- Action item:
Copy each entry below without any change.

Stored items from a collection
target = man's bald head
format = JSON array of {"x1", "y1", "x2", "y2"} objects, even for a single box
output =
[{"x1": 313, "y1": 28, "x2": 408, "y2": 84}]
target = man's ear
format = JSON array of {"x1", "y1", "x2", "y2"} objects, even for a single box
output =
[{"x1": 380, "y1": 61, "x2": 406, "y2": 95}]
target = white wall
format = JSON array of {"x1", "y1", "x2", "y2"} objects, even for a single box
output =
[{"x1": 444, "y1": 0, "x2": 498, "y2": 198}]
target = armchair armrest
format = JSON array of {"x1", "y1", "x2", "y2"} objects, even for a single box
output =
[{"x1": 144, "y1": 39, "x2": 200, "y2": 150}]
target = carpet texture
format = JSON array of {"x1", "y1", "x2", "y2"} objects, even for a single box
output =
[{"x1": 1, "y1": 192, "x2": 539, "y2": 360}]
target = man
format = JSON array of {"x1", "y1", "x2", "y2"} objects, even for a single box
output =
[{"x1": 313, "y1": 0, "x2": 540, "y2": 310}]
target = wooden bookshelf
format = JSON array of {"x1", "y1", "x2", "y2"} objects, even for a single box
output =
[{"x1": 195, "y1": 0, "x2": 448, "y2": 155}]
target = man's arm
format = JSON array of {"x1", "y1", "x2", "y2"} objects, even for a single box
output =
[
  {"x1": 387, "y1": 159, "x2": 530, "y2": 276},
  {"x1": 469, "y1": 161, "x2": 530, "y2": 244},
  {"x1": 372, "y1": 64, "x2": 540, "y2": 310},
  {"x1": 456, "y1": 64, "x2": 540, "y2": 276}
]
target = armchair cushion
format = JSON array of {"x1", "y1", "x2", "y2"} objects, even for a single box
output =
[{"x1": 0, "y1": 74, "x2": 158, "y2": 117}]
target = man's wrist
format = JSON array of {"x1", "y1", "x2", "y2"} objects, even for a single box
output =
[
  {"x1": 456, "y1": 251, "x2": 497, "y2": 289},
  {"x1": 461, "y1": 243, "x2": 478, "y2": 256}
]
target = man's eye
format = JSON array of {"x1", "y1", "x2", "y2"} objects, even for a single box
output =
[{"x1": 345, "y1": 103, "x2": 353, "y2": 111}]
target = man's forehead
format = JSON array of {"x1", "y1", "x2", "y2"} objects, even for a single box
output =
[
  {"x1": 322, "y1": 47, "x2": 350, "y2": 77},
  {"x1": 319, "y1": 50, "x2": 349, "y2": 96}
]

- Response below:
target = man's bald head
format = JSON array of {"x1", "y1", "x2", "y2"} objects, even for a single box
output =
[{"x1": 313, "y1": 28, "x2": 408, "y2": 84}]
target = man's ear
format = JSON array of {"x1", "y1", "x2", "y2"} objects, even for a single box
output =
[{"x1": 380, "y1": 61, "x2": 406, "y2": 95}]
target = white wall
format = JSON array of {"x1", "y1", "x2", "y2"} objects, even for a single box
output =
[{"x1": 444, "y1": 0, "x2": 498, "y2": 198}]
target = armchair armrest
format = JSON array of {"x1", "y1", "x2", "y2"} objects, even for a single box
output =
[{"x1": 144, "y1": 39, "x2": 200, "y2": 150}]
target = carpet texture
format = JSON array of {"x1", "y1", "x2", "y2"} objects, even for a single box
output =
[{"x1": 1, "y1": 192, "x2": 539, "y2": 360}]
target = man
format = JSON array of {"x1", "y1", "x2", "y2"} objects, even for a single box
output =
[{"x1": 313, "y1": 0, "x2": 540, "y2": 310}]
target = wooden bookshelf
format = JSON array of {"x1", "y1", "x2", "y2"} objects, even for a single box
output =
[{"x1": 195, "y1": 0, "x2": 448, "y2": 155}]
target = man's arm
format = JSON array of {"x1", "y1", "x2", "y2"} objects, even for a single box
output =
[
  {"x1": 387, "y1": 159, "x2": 530, "y2": 276},
  {"x1": 469, "y1": 161, "x2": 530, "y2": 244},
  {"x1": 372, "y1": 64, "x2": 540, "y2": 310},
  {"x1": 456, "y1": 64, "x2": 540, "y2": 276}
]
target = armchair cushion
format = JSON array of {"x1", "y1", "x2", "y2"} objects, even for a single box
output =
[{"x1": 0, "y1": 74, "x2": 158, "y2": 117}]
target = man's wrist
format = JSON array of {"x1", "y1", "x2", "y2"} objects, even for a single box
output =
[
  {"x1": 456, "y1": 251, "x2": 497, "y2": 289},
  {"x1": 461, "y1": 243, "x2": 478, "y2": 256}
]
target = man's eye
format = JSON array of {"x1", "y1", "x2", "y2"} objects, even for a single box
output =
[{"x1": 345, "y1": 103, "x2": 353, "y2": 111}]
target = man's forehead
format = JSON array of {"x1", "y1", "x2", "y2"} objects, even for a single box
output =
[
  {"x1": 322, "y1": 47, "x2": 350, "y2": 77},
  {"x1": 319, "y1": 50, "x2": 349, "y2": 96}
]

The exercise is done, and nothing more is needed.